◆ Data for the task ◆
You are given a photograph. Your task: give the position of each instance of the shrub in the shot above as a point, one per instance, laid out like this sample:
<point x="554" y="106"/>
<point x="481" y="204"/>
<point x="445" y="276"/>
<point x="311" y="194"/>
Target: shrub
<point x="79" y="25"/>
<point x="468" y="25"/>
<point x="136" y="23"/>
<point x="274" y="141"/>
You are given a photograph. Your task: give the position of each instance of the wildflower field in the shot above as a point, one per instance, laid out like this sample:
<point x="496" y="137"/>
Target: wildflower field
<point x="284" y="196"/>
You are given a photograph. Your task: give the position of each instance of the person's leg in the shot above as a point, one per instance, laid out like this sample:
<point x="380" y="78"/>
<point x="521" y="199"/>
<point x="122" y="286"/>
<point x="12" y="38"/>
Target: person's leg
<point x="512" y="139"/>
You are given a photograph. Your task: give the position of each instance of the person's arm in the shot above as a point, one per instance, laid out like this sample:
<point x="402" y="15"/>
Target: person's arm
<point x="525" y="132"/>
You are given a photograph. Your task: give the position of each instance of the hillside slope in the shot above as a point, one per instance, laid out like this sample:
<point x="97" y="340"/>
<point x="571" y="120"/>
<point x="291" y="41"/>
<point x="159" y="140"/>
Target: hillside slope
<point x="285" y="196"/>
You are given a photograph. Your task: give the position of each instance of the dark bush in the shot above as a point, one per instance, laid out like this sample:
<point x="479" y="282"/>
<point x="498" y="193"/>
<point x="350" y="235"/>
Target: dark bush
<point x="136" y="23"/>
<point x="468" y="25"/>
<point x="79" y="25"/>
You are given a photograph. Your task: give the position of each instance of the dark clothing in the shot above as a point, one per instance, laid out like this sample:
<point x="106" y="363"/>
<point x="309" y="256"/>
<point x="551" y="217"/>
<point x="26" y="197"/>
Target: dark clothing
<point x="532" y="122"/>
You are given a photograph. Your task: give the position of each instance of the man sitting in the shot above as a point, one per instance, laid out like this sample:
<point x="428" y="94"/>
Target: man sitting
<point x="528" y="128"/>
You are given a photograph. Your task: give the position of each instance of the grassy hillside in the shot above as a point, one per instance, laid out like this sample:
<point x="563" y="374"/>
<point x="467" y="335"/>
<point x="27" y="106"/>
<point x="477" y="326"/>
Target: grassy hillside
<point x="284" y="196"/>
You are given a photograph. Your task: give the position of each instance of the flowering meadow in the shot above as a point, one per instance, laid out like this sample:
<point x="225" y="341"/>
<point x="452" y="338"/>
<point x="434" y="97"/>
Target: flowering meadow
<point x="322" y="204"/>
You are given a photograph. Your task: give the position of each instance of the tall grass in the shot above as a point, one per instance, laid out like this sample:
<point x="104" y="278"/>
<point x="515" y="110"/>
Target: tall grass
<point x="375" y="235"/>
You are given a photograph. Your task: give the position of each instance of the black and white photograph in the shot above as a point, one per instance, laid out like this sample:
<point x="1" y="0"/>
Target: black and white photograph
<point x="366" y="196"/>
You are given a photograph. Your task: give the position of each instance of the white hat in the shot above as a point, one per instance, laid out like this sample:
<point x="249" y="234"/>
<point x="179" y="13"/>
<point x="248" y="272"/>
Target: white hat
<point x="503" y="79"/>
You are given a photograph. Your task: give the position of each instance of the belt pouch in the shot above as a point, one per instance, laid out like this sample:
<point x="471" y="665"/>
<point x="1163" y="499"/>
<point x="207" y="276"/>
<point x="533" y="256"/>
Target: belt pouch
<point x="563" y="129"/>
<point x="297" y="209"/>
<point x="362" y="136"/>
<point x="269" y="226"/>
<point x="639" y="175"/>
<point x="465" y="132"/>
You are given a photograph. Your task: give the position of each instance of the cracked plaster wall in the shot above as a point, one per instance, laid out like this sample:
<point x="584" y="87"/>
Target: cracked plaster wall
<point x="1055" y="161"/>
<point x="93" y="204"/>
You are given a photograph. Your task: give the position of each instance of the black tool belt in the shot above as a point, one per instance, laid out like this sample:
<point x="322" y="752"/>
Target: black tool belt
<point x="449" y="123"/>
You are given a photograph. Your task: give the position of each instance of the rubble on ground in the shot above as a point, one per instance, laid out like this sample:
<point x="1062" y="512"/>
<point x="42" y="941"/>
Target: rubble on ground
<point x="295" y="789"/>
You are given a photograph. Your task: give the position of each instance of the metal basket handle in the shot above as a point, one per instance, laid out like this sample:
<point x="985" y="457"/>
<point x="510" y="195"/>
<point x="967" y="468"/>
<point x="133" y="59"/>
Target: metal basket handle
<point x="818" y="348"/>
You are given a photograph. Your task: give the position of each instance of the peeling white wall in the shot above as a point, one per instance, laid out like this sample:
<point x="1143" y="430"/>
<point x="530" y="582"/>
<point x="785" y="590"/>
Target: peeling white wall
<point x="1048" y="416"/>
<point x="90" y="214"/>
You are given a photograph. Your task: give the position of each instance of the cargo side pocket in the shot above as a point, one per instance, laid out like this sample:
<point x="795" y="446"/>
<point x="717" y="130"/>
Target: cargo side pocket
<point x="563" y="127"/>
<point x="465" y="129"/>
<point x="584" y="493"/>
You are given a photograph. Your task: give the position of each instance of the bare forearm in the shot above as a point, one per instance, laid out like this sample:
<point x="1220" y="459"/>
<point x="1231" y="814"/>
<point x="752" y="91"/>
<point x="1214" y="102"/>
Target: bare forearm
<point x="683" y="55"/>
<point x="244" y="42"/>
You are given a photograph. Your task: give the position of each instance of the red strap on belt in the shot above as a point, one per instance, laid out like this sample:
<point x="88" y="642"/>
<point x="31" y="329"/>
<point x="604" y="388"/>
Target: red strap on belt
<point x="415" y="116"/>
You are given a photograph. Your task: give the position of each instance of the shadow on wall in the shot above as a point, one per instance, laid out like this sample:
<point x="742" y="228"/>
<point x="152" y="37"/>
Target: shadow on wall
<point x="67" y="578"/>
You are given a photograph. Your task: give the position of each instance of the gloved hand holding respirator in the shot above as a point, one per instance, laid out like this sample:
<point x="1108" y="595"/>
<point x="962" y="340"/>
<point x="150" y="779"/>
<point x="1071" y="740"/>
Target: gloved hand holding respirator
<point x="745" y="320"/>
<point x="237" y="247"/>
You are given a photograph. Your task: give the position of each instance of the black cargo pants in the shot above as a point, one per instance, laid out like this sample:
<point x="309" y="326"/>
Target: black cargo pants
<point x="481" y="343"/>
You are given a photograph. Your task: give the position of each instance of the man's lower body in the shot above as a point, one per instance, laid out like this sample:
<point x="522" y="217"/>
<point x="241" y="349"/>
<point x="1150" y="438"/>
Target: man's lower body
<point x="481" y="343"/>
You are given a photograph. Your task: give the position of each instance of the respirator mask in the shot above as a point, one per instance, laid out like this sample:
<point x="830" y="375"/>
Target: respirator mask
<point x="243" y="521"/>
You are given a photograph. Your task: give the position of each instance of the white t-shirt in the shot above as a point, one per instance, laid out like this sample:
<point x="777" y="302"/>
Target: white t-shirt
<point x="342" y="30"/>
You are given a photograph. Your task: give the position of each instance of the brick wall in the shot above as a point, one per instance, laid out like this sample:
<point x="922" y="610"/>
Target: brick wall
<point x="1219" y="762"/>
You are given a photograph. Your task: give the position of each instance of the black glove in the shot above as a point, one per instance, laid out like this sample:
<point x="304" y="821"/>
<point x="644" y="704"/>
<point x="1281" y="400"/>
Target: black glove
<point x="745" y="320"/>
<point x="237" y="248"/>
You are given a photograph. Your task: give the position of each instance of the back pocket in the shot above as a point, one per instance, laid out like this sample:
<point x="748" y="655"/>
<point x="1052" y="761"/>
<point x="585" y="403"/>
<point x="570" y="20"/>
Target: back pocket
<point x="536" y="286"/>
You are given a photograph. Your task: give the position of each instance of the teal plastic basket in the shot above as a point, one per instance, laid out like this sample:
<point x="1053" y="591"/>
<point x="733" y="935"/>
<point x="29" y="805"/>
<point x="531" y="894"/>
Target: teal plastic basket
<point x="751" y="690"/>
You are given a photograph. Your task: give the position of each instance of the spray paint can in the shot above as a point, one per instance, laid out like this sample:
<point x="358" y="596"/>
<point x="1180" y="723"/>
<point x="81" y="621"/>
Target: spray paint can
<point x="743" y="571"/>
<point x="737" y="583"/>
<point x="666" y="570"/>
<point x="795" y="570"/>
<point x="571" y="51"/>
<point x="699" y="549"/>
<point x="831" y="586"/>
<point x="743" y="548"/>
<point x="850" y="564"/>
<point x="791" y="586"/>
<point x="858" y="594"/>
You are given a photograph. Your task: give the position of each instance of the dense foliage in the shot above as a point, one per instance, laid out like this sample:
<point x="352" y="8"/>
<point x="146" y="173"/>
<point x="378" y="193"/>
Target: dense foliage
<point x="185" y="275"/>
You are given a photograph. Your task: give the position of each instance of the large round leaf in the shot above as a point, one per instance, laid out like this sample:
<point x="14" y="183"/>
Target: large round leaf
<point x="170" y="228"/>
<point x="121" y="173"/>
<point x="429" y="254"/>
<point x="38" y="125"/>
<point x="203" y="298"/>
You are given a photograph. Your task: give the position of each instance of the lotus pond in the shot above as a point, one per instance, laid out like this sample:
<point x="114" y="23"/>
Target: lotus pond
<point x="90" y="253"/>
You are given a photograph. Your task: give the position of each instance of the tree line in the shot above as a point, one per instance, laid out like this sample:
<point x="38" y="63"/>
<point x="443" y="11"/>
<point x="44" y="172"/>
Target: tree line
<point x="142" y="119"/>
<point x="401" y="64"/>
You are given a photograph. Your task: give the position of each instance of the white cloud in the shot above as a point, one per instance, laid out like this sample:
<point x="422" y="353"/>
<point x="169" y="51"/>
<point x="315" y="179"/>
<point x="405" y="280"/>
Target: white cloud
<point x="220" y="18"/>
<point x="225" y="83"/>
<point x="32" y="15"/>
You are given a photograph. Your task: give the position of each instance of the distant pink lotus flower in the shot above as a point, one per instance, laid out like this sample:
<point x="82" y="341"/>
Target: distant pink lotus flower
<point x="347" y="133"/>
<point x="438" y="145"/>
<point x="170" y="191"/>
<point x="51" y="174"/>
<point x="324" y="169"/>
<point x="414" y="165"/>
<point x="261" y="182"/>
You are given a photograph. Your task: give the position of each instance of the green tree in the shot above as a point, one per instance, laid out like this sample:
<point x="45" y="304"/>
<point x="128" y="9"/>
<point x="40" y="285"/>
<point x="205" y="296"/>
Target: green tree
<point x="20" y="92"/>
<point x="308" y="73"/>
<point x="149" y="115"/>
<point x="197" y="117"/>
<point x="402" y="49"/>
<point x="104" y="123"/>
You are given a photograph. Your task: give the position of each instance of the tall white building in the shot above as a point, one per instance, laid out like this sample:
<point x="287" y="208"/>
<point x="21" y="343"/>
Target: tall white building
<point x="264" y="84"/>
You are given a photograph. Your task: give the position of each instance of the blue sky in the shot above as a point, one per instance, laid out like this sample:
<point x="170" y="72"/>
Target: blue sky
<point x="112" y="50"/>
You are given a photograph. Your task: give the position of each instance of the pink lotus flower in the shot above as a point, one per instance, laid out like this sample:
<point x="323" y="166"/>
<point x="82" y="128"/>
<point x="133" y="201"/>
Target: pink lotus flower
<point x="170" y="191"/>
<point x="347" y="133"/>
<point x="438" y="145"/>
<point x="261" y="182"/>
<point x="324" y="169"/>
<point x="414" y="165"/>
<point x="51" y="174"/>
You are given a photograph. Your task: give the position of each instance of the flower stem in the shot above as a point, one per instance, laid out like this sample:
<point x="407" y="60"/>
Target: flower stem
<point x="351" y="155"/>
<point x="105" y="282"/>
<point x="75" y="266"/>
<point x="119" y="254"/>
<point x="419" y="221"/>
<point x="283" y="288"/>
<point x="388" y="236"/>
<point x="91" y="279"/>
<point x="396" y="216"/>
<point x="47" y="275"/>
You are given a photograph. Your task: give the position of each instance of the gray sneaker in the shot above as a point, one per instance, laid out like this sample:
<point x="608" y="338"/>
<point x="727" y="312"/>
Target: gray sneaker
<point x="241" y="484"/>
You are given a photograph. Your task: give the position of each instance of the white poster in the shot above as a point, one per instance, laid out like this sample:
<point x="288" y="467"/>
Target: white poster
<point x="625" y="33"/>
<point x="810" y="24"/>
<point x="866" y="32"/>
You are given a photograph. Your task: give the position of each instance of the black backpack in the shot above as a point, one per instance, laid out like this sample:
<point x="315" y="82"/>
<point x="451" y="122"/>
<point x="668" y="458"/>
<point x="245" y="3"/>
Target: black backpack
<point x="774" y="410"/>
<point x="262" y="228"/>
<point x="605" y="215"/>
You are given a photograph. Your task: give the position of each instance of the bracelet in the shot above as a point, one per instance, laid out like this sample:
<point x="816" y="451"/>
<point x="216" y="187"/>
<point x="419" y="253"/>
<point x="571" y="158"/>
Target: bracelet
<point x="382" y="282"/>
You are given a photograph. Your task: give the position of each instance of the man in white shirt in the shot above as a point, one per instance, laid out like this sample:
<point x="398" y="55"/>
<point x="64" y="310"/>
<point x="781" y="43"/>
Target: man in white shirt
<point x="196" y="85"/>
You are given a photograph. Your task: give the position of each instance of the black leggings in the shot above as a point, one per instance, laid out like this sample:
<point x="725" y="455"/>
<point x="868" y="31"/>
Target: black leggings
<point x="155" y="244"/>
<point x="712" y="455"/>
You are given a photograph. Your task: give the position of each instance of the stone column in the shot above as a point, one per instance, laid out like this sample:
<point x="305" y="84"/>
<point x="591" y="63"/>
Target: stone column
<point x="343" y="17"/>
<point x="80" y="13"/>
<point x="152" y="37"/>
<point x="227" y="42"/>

◆ Work required ◆
Find the line containing "of the gray", then output it and every line after it to the end of the data, exactly.

◆ Final result ◆
You are given a photograph. Your task: give the position of each instance of the gray sneaker in the shot above as a point, one per instance, laid out like this sample:
<point x="608" y="338"/>
<point x="727" y="312"/>
Target: gray sneaker
<point x="241" y="484"/>
You are given a photograph. Your task: give the position of each instance of the white poster in the shot above as a point, one per instance, laid out like this sample:
<point x="288" y="467"/>
Target: white poster
<point x="625" y="33"/>
<point x="810" y="24"/>
<point x="866" y="32"/>
You are given a photograph. Your task: give the position of each instance of the black backpack in the shot above as a point, one per instance, laid out like this sample:
<point x="315" y="82"/>
<point x="451" y="122"/>
<point x="668" y="458"/>
<point x="245" y="3"/>
Target: black backpack
<point x="774" y="410"/>
<point x="262" y="228"/>
<point x="605" y="215"/>
You are given a photograph. Your task: give the position of each instance of the bracelet in the shot above as a point, one per instance, laid out like this sample:
<point x="816" y="451"/>
<point x="216" y="187"/>
<point x="419" y="253"/>
<point x="571" y="158"/>
Target: bracelet
<point x="382" y="282"/>
You are given a photograph. Your task: give the position of each instance of the man in white shirt in the shot above as a point, one per instance, laid out like this sample:
<point x="398" y="55"/>
<point x="64" y="310"/>
<point x="781" y="43"/>
Target: man in white shirt
<point x="196" y="85"/>
You are given a photograph. Your task: give the position of each instance of the black leggings in the shot above as a point, one per instance, laid out like this sample:
<point x="725" y="455"/>
<point x="868" y="31"/>
Target: black leggings
<point x="155" y="244"/>
<point x="712" y="455"/>
You are given a photograph. Your task: give the position of each instance of the stone column in the shot above as a point, one per instance, laid out like this sample:
<point x="305" y="84"/>
<point x="591" y="63"/>
Target: stone column
<point x="343" y="17"/>
<point x="80" y="13"/>
<point x="152" y="37"/>
<point x="227" y="42"/>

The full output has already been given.